Prompt -> Reproduce verbatim the records below, starting at their first line and ending with the line containing "MULTIPOLYGON (((173 99, 179", both included.

═════ Source material

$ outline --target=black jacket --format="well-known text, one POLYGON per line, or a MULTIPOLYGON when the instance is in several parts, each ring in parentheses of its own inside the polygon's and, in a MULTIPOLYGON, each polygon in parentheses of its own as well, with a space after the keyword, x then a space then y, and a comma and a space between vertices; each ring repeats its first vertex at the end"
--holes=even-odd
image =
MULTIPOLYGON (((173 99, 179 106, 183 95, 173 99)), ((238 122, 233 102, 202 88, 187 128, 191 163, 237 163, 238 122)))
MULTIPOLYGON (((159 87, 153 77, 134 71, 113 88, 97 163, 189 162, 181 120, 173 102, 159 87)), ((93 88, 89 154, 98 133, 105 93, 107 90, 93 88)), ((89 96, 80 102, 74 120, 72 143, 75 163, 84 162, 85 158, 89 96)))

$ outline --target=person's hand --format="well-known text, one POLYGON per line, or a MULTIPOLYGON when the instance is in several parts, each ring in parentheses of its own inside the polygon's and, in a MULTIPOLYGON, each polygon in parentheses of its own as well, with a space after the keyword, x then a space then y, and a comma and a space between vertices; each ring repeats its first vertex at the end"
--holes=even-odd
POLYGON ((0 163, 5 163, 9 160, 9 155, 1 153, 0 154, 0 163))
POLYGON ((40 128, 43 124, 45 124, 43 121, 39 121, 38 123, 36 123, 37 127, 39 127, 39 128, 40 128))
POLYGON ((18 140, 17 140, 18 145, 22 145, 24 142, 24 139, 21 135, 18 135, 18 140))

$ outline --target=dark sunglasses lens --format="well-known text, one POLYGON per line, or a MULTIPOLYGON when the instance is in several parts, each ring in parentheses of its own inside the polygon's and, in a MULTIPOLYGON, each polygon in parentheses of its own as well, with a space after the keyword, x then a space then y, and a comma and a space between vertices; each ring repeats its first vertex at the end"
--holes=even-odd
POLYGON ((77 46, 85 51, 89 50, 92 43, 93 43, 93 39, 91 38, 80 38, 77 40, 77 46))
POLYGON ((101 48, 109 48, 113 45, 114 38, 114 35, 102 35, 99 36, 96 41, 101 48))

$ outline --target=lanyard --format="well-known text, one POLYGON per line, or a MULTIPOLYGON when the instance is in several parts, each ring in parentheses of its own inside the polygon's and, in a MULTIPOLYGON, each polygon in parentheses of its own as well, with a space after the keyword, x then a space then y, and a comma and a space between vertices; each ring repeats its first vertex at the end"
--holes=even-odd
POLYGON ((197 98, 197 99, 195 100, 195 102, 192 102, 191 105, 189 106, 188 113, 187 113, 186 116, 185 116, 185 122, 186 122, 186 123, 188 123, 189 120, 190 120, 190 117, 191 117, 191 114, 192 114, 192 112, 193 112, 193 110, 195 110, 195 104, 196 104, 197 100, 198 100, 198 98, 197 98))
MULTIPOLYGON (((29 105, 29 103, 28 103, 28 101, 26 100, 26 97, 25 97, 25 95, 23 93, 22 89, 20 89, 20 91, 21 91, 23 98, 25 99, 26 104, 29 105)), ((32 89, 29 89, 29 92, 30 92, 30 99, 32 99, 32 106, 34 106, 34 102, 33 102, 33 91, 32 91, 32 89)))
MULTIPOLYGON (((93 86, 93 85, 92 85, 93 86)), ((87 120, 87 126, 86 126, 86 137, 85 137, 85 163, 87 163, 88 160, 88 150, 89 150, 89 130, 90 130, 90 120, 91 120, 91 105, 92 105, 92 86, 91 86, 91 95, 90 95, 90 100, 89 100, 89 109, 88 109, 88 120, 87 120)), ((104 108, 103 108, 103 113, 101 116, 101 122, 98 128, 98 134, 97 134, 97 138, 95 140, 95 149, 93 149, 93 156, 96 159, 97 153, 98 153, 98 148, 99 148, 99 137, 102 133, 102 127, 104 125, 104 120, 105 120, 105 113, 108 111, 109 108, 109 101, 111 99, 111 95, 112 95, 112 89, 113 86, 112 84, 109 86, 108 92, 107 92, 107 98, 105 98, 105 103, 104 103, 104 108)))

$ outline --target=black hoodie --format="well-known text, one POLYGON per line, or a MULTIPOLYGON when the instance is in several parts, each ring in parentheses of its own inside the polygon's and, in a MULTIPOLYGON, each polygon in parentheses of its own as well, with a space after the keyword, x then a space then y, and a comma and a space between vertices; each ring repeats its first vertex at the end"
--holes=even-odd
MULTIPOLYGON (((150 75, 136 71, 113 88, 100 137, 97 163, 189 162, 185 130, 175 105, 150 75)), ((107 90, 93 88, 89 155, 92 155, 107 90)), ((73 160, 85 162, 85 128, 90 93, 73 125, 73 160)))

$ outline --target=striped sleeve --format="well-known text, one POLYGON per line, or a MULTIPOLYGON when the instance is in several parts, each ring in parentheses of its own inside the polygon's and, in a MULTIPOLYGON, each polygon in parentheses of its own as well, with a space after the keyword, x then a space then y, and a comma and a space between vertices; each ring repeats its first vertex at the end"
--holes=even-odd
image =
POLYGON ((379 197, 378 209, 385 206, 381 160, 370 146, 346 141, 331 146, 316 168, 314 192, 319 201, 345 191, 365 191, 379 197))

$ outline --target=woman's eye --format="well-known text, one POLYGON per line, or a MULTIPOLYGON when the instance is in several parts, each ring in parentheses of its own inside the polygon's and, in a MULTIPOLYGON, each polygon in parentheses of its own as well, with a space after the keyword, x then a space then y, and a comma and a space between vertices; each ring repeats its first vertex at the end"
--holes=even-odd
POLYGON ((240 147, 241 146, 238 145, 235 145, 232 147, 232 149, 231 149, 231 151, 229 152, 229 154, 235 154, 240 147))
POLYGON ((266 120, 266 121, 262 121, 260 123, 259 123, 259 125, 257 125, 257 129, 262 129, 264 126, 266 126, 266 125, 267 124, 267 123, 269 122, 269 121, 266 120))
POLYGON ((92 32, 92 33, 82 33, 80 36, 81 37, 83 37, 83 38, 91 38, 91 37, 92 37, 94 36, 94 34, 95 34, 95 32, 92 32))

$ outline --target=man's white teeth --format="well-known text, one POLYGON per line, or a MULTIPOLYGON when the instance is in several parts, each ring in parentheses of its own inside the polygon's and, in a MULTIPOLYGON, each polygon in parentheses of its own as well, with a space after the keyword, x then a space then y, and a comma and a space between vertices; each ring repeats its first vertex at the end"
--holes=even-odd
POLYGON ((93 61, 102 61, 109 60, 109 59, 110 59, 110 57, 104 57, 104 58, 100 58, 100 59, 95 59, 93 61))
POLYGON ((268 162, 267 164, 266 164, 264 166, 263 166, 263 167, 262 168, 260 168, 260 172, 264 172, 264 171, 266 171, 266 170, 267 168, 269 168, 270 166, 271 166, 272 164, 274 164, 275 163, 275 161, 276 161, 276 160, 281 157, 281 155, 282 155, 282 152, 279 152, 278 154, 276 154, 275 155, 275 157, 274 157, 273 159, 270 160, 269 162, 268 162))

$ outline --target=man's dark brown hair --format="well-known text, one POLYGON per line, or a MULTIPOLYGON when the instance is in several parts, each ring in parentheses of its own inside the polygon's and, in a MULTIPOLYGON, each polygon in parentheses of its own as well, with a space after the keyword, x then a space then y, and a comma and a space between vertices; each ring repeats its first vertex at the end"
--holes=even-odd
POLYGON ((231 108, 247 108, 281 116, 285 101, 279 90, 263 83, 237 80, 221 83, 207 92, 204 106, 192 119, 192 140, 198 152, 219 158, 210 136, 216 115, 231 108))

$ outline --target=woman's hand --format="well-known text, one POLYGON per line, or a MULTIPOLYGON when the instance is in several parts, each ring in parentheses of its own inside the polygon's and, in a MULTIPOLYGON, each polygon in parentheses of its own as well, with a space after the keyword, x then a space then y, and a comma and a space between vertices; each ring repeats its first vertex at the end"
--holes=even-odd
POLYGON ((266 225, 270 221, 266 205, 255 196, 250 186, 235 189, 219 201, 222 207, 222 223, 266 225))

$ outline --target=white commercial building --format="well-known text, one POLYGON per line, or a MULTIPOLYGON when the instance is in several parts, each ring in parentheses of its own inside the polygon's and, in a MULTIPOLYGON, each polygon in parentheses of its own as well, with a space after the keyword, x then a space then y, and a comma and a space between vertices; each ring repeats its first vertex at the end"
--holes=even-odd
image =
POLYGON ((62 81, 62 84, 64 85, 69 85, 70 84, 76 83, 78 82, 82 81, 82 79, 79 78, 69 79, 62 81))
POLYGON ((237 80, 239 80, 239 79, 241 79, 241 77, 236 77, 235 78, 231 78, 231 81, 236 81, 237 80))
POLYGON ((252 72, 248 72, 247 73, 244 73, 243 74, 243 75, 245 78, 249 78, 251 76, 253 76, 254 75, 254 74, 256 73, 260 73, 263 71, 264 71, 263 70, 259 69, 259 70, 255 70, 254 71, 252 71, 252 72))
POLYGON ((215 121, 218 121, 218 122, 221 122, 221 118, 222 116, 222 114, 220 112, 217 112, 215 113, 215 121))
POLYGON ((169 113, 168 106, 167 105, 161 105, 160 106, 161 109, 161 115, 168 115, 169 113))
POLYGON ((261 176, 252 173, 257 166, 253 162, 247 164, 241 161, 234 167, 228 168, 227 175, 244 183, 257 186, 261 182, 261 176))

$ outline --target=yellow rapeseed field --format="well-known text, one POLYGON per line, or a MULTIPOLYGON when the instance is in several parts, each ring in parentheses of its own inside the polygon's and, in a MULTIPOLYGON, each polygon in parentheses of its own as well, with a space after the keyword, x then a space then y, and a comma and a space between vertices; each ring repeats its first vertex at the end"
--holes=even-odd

══════════

Expected answer ->
$ outline --target=black jacket --format="well-known text, one POLYGON per line, or a MULTIPOLYGON when the instance is in several parts, each ring in parentheses of its own inside the polygon's and, in a MULTIPOLYGON, each polygon in parentheses of its own as well, with a space after the keyword, x then a space then y, and a comma and a space between vertices; each ring repeats its first vertex at the end"
--holes=even-odd
image =
MULTIPOLYGON (((173 99, 179 106, 183 95, 173 99)), ((238 122, 233 102, 202 88, 187 128, 191 163, 237 163, 238 122)))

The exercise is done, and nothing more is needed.